**Problem requirements**
Your reply should hold only the lines from the one containing "Mark the forest floor" to the final line of the listing below, restated word for word.

**The input**

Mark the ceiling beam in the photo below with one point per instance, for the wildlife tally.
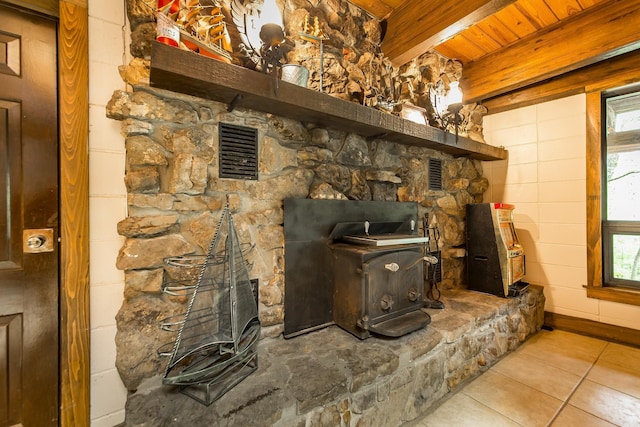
(599, 33)
(619, 71)
(379, 9)
(418, 26)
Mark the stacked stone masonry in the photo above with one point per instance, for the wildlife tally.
(330, 378)
(175, 198)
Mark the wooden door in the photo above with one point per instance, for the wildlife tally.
(28, 220)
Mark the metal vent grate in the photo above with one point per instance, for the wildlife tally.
(435, 271)
(435, 174)
(238, 152)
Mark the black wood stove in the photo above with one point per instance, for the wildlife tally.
(356, 264)
(378, 277)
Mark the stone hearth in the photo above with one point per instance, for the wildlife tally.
(330, 378)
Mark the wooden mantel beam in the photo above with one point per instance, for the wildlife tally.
(599, 33)
(418, 26)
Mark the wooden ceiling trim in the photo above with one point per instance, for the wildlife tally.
(415, 28)
(589, 37)
(379, 9)
(618, 71)
(497, 30)
(537, 12)
(481, 39)
(565, 8)
(513, 18)
(461, 43)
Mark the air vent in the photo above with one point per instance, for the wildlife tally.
(435, 174)
(238, 152)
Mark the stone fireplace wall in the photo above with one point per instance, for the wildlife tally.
(175, 195)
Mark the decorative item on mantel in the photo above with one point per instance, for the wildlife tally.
(216, 344)
(314, 34)
(193, 26)
(447, 104)
(261, 30)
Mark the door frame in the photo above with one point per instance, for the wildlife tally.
(73, 124)
(73, 103)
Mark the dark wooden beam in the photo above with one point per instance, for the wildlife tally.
(618, 71)
(196, 75)
(599, 33)
(418, 26)
(593, 329)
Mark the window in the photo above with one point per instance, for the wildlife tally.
(621, 189)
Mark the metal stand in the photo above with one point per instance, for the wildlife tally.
(432, 295)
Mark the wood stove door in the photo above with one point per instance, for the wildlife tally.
(393, 285)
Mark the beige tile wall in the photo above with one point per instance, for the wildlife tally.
(545, 177)
(107, 204)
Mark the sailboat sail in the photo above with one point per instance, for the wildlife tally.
(218, 337)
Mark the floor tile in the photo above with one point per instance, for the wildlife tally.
(604, 402)
(620, 378)
(539, 375)
(622, 355)
(570, 352)
(570, 416)
(463, 411)
(578, 343)
(515, 400)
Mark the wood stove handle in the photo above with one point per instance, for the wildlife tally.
(392, 266)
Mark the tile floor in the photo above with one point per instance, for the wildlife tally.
(554, 379)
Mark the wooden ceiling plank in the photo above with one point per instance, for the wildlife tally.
(619, 71)
(379, 9)
(449, 51)
(537, 12)
(514, 19)
(564, 8)
(601, 32)
(481, 39)
(588, 3)
(460, 43)
(416, 27)
(497, 30)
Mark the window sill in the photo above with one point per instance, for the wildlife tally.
(615, 294)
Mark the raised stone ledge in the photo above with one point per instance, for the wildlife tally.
(330, 378)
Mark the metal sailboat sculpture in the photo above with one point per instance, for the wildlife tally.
(216, 344)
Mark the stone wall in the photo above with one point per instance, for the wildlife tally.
(175, 195)
(330, 378)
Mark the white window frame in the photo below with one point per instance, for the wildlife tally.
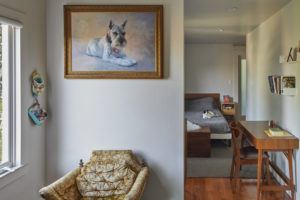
(11, 57)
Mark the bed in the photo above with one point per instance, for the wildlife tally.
(196, 104)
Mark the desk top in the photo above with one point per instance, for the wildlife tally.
(254, 130)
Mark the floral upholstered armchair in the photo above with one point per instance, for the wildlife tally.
(108, 175)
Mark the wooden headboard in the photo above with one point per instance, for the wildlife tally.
(216, 96)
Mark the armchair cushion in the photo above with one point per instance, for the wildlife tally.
(107, 174)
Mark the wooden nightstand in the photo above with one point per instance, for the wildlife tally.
(228, 110)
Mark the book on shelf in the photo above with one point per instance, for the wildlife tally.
(276, 131)
(285, 85)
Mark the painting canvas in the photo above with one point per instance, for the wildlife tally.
(113, 41)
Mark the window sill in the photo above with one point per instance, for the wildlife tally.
(12, 175)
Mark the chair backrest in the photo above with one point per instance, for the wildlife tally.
(109, 155)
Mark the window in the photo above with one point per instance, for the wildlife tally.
(9, 66)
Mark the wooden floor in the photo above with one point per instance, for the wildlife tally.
(221, 189)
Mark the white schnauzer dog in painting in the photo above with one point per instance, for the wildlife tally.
(110, 47)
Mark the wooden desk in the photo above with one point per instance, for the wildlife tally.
(198, 142)
(254, 130)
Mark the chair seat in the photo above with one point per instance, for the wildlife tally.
(249, 152)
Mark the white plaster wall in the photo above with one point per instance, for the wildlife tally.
(25, 183)
(265, 44)
(212, 68)
(143, 115)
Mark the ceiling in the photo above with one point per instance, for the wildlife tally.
(225, 21)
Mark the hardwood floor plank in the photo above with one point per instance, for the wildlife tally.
(221, 189)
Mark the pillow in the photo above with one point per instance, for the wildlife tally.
(205, 103)
(105, 178)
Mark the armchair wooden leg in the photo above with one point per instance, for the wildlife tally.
(290, 158)
(259, 163)
(232, 166)
(235, 180)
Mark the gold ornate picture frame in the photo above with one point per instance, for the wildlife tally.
(113, 41)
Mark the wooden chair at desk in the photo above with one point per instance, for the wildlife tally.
(244, 156)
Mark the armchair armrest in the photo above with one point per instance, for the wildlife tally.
(64, 188)
(137, 188)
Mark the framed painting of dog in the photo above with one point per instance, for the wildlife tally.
(113, 41)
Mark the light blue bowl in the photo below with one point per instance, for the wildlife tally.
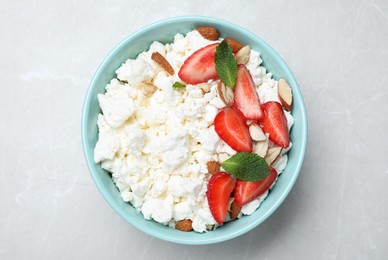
(164, 32)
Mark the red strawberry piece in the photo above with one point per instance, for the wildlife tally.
(245, 96)
(247, 191)
(219, 188)
(200, 66)
(274, 123)
(231, 128)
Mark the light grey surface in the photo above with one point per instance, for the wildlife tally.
(49, 206)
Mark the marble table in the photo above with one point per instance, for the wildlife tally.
(49, 205)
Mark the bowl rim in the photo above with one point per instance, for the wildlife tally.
(90, 161)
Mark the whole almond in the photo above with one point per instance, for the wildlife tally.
(209, 33)
(235, 45)
(148, 88)
(159, 59)
(185, 225)
(234, 210)
(213, 167)
(261, 148)
(225, 93)
(285, 94)
(272, 154)
(242, 56)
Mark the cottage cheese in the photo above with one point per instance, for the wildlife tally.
(157, 145)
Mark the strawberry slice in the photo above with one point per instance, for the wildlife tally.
(245, 96)
(200, 66)
(231, 128)
(274, 123)
(247, 191)
(219, 188)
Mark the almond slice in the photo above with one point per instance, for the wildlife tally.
(261, 148)
(235, 45)
(159, 59)
(225, 93)
(285, 94)
(256, 132)
(272, 154)
(223, 157)
(205, 87)
(209, 33)
(148, 88)
(234, 210)
(242, 56)
(184, 225)
(213, 167)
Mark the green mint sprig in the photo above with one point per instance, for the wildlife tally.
(226, 64)
(246, 167)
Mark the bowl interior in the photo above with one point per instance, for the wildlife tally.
(164, 32)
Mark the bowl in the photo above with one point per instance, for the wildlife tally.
(164, 32)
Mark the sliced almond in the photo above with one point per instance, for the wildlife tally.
(242, 56)
(256, 132)
(272, 154)
(213, 167)
(222, 157)
(204, 87)
(184, 225)
(261, 148)
(234, 210)
(225, 93)
(148, 88)
(209, 33)
(285, 94)
(209, 227)
(235, 45)
(159, 59)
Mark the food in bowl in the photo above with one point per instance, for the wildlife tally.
(194, 132)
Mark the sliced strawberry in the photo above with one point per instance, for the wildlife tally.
(200, 66)
(247, 191)
(219, 188)
(245, 96)
(274, 123)
(231, 128)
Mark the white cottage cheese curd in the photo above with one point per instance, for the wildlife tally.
(156, 145)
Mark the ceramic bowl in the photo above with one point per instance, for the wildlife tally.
(164, 32)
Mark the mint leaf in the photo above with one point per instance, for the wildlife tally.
(178, 85)
(226, 65)
(246, 167)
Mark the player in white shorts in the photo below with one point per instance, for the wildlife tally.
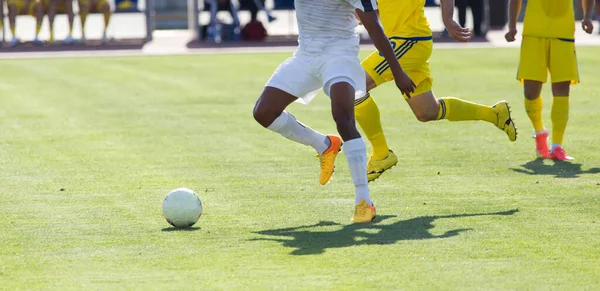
(327, 57)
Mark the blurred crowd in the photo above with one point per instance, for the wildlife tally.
(216, 30)
(41, 8)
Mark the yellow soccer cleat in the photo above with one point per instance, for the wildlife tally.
(505, 121)
(328, 159)
(376, 167)
(363, 212)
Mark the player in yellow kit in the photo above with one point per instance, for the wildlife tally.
(34, 8)
(408, 30)
(54, 7)
(548, 45)
(94, 6)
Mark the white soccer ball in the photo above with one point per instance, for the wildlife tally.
(182, 207)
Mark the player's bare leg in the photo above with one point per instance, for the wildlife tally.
(560, 117)
(269, 112)
(84, 11)
(533, 107)
(342, 109)
(13, 10)
(105, 8)
(51, 15)
(367, 114)
(71, 18)
(38, 9)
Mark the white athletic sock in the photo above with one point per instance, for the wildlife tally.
(356, 155)
(287, 125)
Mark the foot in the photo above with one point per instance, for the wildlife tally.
(328, 159)
(505, 121)
(376, 167)
(559, 154)
(541, 144)
(363, 212)
(14, 42)
(69, 40)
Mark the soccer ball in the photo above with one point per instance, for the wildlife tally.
(182, 208)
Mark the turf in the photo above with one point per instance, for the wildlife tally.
(89, 148)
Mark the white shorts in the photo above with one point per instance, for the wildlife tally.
(303, 76)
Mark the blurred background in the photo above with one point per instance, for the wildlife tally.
(27, 23)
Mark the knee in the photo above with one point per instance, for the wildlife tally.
(427, 115)
(561, 89)
(264, 115)
(344, 121)
(531, 93)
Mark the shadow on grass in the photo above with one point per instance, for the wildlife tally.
(307, 242)
(558, 169)
(169, 229)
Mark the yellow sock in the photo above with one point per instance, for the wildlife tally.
(560, 116)
(367, 115)
(38, 28)
(106, 21)
(83, 16)
(455, 109)
(534, 111)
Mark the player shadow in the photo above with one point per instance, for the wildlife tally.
(558, 169)
(305, 241)
(169, 229)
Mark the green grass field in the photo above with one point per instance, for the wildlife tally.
(89, 148)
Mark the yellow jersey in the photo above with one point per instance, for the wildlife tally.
(404, 18)
(549, 18)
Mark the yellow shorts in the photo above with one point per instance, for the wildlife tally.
(541, 55)
(24, 7)
(93, 8)
(413, 55)
(61, 7)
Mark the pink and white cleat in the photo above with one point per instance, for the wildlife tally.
(541, 144)
(559, 154)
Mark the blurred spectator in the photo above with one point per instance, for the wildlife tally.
(54, 7)
(255, 30)
(598, 13)
(215, 27)
(476, 9)
(94, 6)
(254, 6)
(34, 8)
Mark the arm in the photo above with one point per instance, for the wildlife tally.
(370, 20)
(447, 11)
(454, 29)
(514, 7)
(587, 23)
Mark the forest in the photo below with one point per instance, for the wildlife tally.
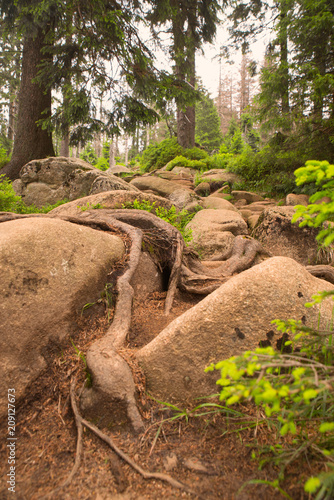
(97, 137)
(77, 77)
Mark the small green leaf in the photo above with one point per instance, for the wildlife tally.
(326, 427)
(312, 484)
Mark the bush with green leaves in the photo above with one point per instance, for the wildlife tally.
(10, 202)
(320, 173)
(102, 163)
(178, 219)
(295, 387)
(89, 155)
(8, 197)
(4, 159)
(158, 155)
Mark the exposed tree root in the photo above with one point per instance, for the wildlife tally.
(80, 423)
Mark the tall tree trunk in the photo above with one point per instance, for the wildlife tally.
(112, 152)
(185, 71)
(283, 41)
(186, 118)
(34, 103)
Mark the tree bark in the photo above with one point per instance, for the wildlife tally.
(184, 57)
(34, 103)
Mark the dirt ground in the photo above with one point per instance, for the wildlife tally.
(203, 453)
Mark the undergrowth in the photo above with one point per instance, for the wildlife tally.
(178, 219)
(10, 202)
(295, 390)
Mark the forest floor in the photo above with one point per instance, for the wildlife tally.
(205, 452)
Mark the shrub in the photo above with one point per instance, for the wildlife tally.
(89, 155)
(102, 163)
(10, 202)
(4, 159)
(158, 155)
(195, 154)
(295, 388)
(178, 219)
(8, 197)
(178, 161)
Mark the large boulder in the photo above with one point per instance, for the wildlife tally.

**Worked solution**
Mark the forest floor in the photo above with one point per instance, for the wildlife tally.
(205, 452)
Mark the shrub in the photo above with one point per instance, for the wildlife tally.
(89, 155)
(102, 163)
(10, 202)
(4, 159)
(158, 155)
(195, 154)
(295, 388)
(178, 219)
(8, 197)
(178, 161)
Mark the large boulder in the photo above with one point per instance, for the wildlife tally.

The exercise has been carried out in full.